## THE RECORDS:
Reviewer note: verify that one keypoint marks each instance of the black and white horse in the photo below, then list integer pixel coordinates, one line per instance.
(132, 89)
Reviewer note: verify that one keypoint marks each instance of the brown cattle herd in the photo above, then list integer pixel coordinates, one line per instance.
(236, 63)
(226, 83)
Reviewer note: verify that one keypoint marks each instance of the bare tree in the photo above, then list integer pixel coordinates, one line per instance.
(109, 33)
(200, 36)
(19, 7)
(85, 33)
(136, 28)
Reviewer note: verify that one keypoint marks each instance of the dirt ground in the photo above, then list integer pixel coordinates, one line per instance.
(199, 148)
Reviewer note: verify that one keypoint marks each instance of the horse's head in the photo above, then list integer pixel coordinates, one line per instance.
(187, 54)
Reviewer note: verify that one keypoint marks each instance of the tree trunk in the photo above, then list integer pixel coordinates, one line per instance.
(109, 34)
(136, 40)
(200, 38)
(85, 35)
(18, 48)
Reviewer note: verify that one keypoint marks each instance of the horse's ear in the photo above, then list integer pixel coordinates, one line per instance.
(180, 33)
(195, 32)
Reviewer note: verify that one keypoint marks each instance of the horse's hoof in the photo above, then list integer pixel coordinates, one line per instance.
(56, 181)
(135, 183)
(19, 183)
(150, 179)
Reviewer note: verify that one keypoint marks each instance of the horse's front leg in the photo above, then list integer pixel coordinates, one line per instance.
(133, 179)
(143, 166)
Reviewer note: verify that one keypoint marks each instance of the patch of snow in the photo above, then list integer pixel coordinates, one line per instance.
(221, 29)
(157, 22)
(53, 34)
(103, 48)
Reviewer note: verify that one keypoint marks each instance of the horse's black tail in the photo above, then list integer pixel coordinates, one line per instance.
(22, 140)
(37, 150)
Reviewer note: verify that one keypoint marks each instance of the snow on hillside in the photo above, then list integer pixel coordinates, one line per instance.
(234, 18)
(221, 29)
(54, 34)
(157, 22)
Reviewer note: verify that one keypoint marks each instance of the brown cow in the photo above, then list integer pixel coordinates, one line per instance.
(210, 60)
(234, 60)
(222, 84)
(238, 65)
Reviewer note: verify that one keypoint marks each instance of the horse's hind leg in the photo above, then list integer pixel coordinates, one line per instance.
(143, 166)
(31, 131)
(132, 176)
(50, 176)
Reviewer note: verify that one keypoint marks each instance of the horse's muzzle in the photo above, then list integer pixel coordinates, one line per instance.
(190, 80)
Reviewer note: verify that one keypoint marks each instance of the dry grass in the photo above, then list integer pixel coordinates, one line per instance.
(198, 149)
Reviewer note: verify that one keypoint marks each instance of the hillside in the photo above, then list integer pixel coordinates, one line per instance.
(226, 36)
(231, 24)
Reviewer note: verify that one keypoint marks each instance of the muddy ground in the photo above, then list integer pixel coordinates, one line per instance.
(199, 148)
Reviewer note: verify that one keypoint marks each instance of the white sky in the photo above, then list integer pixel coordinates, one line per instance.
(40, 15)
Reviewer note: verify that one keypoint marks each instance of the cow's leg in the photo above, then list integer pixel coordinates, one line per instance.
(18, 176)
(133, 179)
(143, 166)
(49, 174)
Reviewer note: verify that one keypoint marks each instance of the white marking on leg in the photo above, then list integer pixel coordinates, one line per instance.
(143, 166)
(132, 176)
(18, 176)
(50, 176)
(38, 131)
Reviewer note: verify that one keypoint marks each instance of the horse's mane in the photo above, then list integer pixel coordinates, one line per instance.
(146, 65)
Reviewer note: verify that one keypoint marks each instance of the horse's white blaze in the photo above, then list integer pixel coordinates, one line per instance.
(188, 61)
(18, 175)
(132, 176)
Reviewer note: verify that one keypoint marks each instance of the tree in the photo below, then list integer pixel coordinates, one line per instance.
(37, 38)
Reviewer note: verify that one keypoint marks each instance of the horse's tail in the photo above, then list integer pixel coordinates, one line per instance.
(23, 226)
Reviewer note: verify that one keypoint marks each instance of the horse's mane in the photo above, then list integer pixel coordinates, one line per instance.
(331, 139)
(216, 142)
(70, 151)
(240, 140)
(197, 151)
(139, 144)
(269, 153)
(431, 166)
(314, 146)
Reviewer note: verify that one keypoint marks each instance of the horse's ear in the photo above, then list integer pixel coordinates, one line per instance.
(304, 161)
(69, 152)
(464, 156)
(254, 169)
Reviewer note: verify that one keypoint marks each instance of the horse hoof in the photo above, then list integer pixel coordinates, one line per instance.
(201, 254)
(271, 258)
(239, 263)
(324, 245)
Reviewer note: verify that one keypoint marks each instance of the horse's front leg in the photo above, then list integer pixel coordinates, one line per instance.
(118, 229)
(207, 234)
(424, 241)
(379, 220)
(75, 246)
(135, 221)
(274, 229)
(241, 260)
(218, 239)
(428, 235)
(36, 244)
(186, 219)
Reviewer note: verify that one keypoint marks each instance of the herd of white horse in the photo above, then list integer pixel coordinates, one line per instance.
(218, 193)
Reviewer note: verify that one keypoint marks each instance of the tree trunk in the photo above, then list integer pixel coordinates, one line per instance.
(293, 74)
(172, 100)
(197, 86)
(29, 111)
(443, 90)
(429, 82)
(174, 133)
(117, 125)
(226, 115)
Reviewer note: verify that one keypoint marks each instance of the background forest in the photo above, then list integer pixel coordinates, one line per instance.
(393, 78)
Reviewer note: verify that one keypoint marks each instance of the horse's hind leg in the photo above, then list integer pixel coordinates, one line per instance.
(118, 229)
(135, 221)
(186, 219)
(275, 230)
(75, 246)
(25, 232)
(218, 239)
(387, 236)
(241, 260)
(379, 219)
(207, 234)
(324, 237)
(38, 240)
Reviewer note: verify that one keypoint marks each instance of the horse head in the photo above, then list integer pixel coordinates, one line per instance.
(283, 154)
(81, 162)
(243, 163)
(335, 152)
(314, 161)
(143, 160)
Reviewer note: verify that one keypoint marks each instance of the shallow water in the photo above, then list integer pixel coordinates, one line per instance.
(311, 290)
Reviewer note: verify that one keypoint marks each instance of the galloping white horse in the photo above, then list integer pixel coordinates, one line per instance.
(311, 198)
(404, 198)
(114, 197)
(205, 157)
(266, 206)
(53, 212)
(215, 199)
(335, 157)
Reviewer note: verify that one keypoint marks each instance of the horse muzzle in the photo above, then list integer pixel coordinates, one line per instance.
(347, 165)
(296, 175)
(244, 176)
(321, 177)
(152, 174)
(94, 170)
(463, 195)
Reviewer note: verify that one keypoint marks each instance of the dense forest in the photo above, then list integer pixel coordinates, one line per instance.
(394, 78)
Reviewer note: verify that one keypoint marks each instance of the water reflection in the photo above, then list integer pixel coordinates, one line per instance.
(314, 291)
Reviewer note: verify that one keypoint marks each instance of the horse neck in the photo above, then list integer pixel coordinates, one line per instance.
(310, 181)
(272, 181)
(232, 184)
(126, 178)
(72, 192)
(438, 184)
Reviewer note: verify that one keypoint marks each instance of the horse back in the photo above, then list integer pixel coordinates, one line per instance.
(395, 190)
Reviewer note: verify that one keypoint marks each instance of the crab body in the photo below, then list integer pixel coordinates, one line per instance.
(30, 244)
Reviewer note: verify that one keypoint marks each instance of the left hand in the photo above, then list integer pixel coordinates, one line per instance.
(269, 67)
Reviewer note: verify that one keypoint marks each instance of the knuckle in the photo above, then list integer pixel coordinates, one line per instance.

## TASK BRIEF:
Copy out the entries from the material above, matching each one exactly.

## OUTPUT BELOW:
Reviewer note: verify that one keypoint marks each instance of the black and white horse in the photo below, then list integer pixel coordinates, one line per instance.
(132, 89)
Reviewer note: verify that one keypoint marks each instance of the brown cattle herd in the photo above, then list integer pixel coordinates, one line per instance.
(236, 63)
(226, 83)
Reviewer note: verify that one keypoint marks each instance of the bare tree in the photo above, then list integer pixel coordinates, one line per instance.
(109, 33)
(200, 36)
(19, 7)
(85, 33)
(136, 28)
Reviewer note: verify that one keypoint marks each instance of the dirt ground in the photo above, then list integer pixel coordinates, one line per instance.
(199, 148)
Reviewer note: verify that one keypoint marks each instance of the horse's head in the photo above, then list integer pixel coordinates, one line per instance.
(187, 54)
Reviewer note: verify that one keypoint marks each instance of the tree trunk in the photo above, then list integer pixel coordinates, one line per instance.
(109, 34)
(136, 40)
(200, 38)
(85, 35)
(18, 48)
Reviewer note: verify that one keypoint marks each instance of the horse's ear in the photo above, then list integer pixel coordinates, one line per instance.
(180, 33)
(195, 32)
Reviewer note: verify that one keypoint marks each instance of the horse's hoof in the photo above, then list integer pixel coordinates, one line per instance.
(56, 181)
(135, 183)
(19, 183)
(150, 179)
Reviewer note: verify that one keypoint marks each instance of the horse's front leg in the photo above, then list integer pixel coordinates, one line per instance.
(133, 179)
(143, 166)
Reviewer note: verify that one keypoint marks each instance of the patch of snow in the photo above, then list integer pixel coordinates, one line per instance.
(221, 29)
(157, 22)
(53, 34)
(103, 48)
Reviewer note: verify that one keypoint marks each instance of the horse's black tail in the photo above, then list integer pixel coordinates, one line per instance.
(22, 140)
(37, 150)
Reviewer note: verify that one keypoint marks each instance of the snow on hillside in the photo above, then list integer pixel coordinates, one line per instance.
(234, 18)
(221, 29)
(54, 34)
(157, 22)
Reviewer note: verify that one keypoint marks each instance of the brown cow in the photo above, then list integer pixel coordinates, one line per instance.
(210, 60)
(234, 60)
(222, 84)
(238, 65)
Reviewer note: verify that one keypoint marks each instance of the horse's hind leg in the photo above, then list integer pixel coordinates, one line per instance.
(143, 166)
(31, 131)
(132, 176)
(50, 176)
Reviewer note: verify that one keypoint marks each instance of the horse's muzzle in the photo above, then list integer pixel coordinates, one line per instance.
(190, 80)
Reviewer note: verify that one keypoint marks each instance of the dry grass in the photo above, then list integer pixel coordinates, one line per instance.
(198, 149)
Reviewer note: verify that one keypoint marks each instance of the hillside in the photo above, then list integer pixel coordinates, one line per instance.
(226, 36)
(231, 24)
Reviewer note: verify that one keypoint marks each instance of the muddy ground in the photo above, then list integer pixel coordinates, one line per instance.
(199, 148)
Reviewer note: verify that one keypoint marks each instance of the white sky in the photo above, then list integer pixel coordinates, one line per instance.
(40, 15)
Reviewer note: verify that one keypoint marks each instance of the cow's leg in the photo above, then list integer pixel coordinates, one line per instance.
(18, 176)
(133, 179)
(143, 166)
(49, 174)
Reviewer note: verify that one keypoint marks each instance of the white marking on leg in the photo above, then list integer pixel coordinates, one line per instance.
(143, 166)
(132, 176)
(18, 176)
(50, 176)
(38, 131)
Reviewer note: verify that one keypoint marks each instance of the horse's mane in the photo above, then list integer pixel coordinates, one line per instance.
(146, 65)
Reviewer note: verify that one keypoint marks each instance of the horse's white blaze in the photo above, then list integer pixel coordinates, one line per instance.
(188, 61)
(18, 175)
(132, 176)
Reviewer note: verify that one keypoint marks each instance of the tree in the photo below, then list integer pixel coordinates, one line per instance.
(37, 38)
Reviewer note: verify that one keypoint marks each instance of the horse's tail in the photo above, then list integer pixel coordinates, one line per instance.
(23, 226)
Reviewer note: verify that one keypoint marks each instance of the horse's mane in the photo above, then list integer pixel coordinates, one line per instance.
(331, 139)
(216, 142)
(70, 151)
(240, 140)
(197, 151)
(139, 144)
(269, 153)
(431, 166)
(314, 146)
Reviewer note: verify that one keypoint marks each instance of the horse's ear in the photo above, then list integer pixel coordinates, one line per instance.
(304, 161)
(69, 152)
(464, 156)
(254, 169)
Reviewer note: verify that one keypoint marks each instance of the horse hoof in the photo above, then list integer pixel coordinates, one line per instance.
(201, 254)
(271, 258)
(239, 263)
(324, 245)
Reviewer note: verify that one keypoint marks each instance of the horse's front leg in the photo above, then list integer pixel coordinates, one line per instance.
(118, 229)
(207, 234)
(424, 241)
(379, 220)
(75, 246)
(135, 221)
(274, 229)
(241, 260)
(218, 239)
(428, 235)
(36, 244)
(186, 219)
Reviewer note: verify that one keypoint marks each instance of the herd of white horse in the photo above, then list integer pixel coordinates, one line per instance.
(218, 193)
Reviewer note: verify that one keypoint marks each instance of the tree trunk in the photo above, then list integer pixel coordinates, one line per instance.
(293, 74)
(172, 100)
(197, 86)
(29, 111)
(443, 90)
(429, 82)
(174, 133)
(117, 125)
(226, 115)
Reviewer note: verify that one keypoint marks each instance of the background forest in the photo above, then list integer pixel coordinates, one line per instance.
(393, 78)
Reviewer note: verify that one keypoint marks each instance of the horse's hind leg in the photo above, then list integer pixel coordinates, one line per instance.
(118, 229)
(135, 221)
(186, 219)
(275, 230)
(75, 246)
(25, 232)
(218, 239)
(387, 236)
(241, 260)
(379, 219)
(207, 234)
(324, 237)
(38, 240)
Reviewer note: verify that one keypoint marks each instance of the horse head in the photo above, then list integer pixel coordinates, one line per instance.
(283, 154)
(81, 162)
(243, 163)
(335, 152)
(314, 161)
(143, 160)
Reviewer note: verify that one keypoint marks each instance of the shallow water in the photo above, then list integer pixel coordinates, one line per instance.
(311, 290)
Reviewer note: verify that one keypoint marks each instance of the galloping white horse in the photo above, then list integer pixel coordinates, one line per instance.
(311, 198)
(404, 198)
(114, 197)
(205, 157)
(266, 206)
(53, 212)
(215, 199)
(335, 157)
Reviewer note: verify that one keypoint marks each instance of the horse muzzle in the photo above, then list integer pixel coordinates, one line per instance.
(347, 165)
(296, 175)
(244, 176)
(321, 177)
(152, 174)
(94, 170)
(463, 195)
Reviewer note: verify that one keypoint marks each instance of the dense forest in the photo above, then list integer pixel coordinates, one line per instance.
(394, 78)
Reviewer note: verify that one keypoint marks each instance of the water reflection in the photo above, then list integer pixel coordinates, one line per instance.
(314, 291)
Reviewer note: verify that one keypoint marks each instance of the horse neck in the photo above, then list integer pixel coordinates, one line per instance.
(310, 181)
(272, 181)
(232, 184)
(126, 178)
(72, 192)
(438, 184)
Reviewer note: verify that one keypoint marks each instance of the horse back in the photo above, then list integer pixel coordinates, one line per instance.
(395, 190)
Reviewer note: verify that one keypoint marks each instance of the crab body in the photo below, then list integer pixel coordinates, one line per instance.
(30, 244)
Reviewer note: verify that one keypoint marks each instance of the left hand in the photo above, then list integer pixel coordinates, one line per instance.
(269, 67)
Reviewer note: verify that one keypoint marks each instance of the knuckle in the photo above, then list integer pixel coordinates, one line per instance.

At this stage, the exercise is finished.